**Problem set**:
1. In the profile of Slaid Cleaves, rewrite the passage from "Slaid Cleaves lives" to "of the 1990s.", swapping "Wimberley" for "San Marcos".
2. Answer these questions from the profile of Slaid Cleaves:
(a) With whom did Cleaves co-write "Second Hand"?
(b) Which town does Cleaves call "the blueberry capital of the world"?
(c) In which city did Cleaves busk when his career started?
3. Carry the profile of Slaid Cleaves forward from its final sentence.

Slaid Cleaves lives in two states: the Maine of his childhood and the Texas of his adulthood. These days he and his wife, Karen, bounce back and forth between their houses in Cherryfield, Maine — “the blueberry capital of the world,” Cleaves notes — and Wimberley, the Texas Hill Country town that reminds them of the laid-back, bohemian Austin of the 1990s.

You can’t understand Cleaves or his music without recognizing the influence of both the northernmost state in New England and the southernmost state in the American West. Maine is where he first became a musician. Texas is where he finally matured as a songwriter. Even now one can detect in his songs both the blue-collar grittiness of the Rust Belt and the open-spaces possibility of the Sun Belt.

Those two worlds collide on “Second Hand,” a key track on Cleaves’ latest album, Together Through the Dark. Co-written with Adam Carroll, the song opens with a ringing electric-guitar riff from the album’s producer, Scrappy Jud Newcomb, and snare-drum hits from engineer Pat Manske. It sounds more than a little like Bruce Springsteen, and that connection is reinforced by a reference to the narrator’s blue-collar father smoking in a church basement and lamenting “all the years he wasted.” The link is made explicit when the narrator recalls his youth, when “feeling brave and free, we were singing ‘Born To Run.’”

At the top of the chorus, though, the blue van that his college band once drove to gigs now sits in his Texas front yard, “cactus growing” all around it. He watches the setting sun bleed through the red pine and wonders if he should drive over in his duct-taped Plymouth to visit his ex. Slowly he realizes “that so much of who I am today” — the smoking habit inherited from his dad, the church habit acquired from his ex — “I just picked up second hand.”

“I wanted to tell the stories that don’t get told very often,” Cleaves says on the phone from Cherryfield, Maine. “I got that from Woody Guthrie and Springsteen; that always appealed to me. Who wants to hear about successful people? I wanted to examine the lives of the unsuccessful. You don’t want to romanticize these lives, but you want to give them their due. When I was busking in Portland, Maine, these homeless guys would toss me some coins and share their wine. That’s how my career started; panhandlers were giving me money. I feel a camaraderie with losers who get lucky sometimes, as Tom Petty put it.”

Segmentation labeling items

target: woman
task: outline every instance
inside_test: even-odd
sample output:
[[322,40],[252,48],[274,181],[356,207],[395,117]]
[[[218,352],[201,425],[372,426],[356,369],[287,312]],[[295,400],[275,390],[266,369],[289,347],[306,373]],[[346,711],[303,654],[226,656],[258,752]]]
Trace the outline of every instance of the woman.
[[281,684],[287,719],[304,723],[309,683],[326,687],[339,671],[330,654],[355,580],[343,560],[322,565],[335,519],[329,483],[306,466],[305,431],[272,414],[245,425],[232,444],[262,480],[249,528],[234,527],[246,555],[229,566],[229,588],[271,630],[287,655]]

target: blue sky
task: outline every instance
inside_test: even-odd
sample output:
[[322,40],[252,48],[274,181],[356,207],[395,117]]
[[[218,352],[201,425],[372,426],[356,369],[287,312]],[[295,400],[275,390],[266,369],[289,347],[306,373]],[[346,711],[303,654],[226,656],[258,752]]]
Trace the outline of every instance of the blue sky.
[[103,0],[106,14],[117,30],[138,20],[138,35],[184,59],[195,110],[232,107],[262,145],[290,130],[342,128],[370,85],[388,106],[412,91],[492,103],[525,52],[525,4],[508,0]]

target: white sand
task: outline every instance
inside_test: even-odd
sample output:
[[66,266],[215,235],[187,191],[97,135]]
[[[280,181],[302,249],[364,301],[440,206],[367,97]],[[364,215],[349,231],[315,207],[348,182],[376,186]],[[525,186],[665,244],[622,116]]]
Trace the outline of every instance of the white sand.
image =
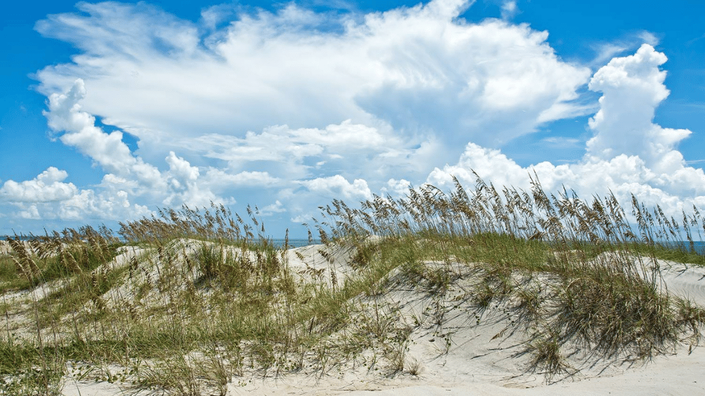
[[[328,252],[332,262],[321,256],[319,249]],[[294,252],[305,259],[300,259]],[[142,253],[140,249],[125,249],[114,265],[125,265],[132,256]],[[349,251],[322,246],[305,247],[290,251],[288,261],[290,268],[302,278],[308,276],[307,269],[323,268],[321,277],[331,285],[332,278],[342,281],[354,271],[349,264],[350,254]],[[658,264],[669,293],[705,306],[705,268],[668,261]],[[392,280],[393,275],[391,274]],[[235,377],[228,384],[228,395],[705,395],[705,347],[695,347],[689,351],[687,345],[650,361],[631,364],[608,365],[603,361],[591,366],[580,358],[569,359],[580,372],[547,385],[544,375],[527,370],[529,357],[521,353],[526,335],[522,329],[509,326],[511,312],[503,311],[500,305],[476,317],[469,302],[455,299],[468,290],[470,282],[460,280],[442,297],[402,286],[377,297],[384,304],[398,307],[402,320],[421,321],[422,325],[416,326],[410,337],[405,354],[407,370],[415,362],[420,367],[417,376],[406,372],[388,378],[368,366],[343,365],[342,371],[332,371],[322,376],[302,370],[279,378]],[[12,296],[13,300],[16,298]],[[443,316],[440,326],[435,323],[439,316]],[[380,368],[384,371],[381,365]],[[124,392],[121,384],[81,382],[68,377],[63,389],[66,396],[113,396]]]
==
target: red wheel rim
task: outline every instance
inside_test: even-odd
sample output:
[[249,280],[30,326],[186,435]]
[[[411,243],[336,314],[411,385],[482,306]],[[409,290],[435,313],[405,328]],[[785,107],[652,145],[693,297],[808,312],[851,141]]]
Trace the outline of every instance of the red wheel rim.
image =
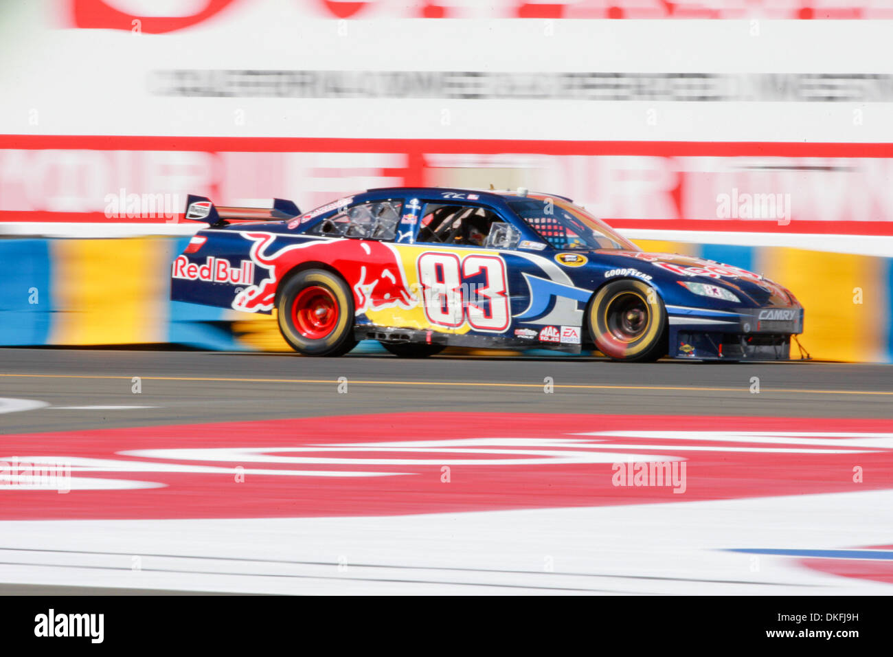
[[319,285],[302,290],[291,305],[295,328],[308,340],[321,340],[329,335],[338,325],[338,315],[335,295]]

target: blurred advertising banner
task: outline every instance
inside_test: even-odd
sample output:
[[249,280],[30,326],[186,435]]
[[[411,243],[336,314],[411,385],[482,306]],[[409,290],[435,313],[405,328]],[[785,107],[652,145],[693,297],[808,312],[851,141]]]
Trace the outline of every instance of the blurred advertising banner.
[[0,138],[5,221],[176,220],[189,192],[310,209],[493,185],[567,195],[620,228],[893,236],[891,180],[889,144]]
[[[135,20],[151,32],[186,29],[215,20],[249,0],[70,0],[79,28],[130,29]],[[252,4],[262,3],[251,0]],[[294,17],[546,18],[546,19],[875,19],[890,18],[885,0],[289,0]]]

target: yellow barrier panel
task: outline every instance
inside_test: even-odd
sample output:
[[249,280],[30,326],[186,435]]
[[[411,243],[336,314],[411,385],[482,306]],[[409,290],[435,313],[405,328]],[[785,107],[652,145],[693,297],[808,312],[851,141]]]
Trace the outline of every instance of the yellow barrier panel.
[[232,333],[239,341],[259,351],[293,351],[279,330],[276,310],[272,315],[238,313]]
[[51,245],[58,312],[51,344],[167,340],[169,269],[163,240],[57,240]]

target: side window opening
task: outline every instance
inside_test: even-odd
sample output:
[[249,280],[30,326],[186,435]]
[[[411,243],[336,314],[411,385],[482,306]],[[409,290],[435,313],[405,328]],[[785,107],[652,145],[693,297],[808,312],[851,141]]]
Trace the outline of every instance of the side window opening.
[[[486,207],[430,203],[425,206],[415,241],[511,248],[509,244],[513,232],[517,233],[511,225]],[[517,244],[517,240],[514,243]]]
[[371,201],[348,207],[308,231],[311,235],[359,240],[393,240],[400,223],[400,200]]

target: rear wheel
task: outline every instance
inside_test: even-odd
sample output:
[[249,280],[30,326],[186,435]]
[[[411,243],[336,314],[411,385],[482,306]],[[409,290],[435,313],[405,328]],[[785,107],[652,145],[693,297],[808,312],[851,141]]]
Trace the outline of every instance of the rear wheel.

**Exercise answers**:
1.
Slaid Cleaves lives in two states: the Maine of his childhood and the Texas of his adulthood. These days he and his wife, Karen, bounce back and forth between their houses in Cherryfield, Maine — “the blueberry capital of the world,” Cleaves notes — and San Marcos, the Texas Hill Country town that reminds them of the laid-back, bohemian Austin of the 1990s.

2.
(a) Adam Carroll
(b) Cherryfield, Maine
(c) Portland, Maine

3.
The new album is filled with characters who are more often unlucky than lucky. There’s the barroom brawler of “Puncher’s Chance,” the small-time thief of “Arnold Nash,” the lonely widower of “Sparrow,” the coffin-boxed brother of “New Heartbreak,” the troubled Blanco County cowboy of “Put the Shovel Down,” the Dallas oil-company secretary who turns herself into the “Terlingua Chili Queen,” the minimum-wage workers of “At Christmastime” and “Double Shift Tuesday.”

What distinguishes these portraits is the respect Cleaves pays to his protagonists. He neither condescends to them with pity nor props them up with romanticism. He presents them as they are: victims of a ruthless capitalism and of their own bad decisions. But no matter what hand fate has dealt them, Cleaves gives them the dignity of a life lived with the same desires and energy as the rest of us.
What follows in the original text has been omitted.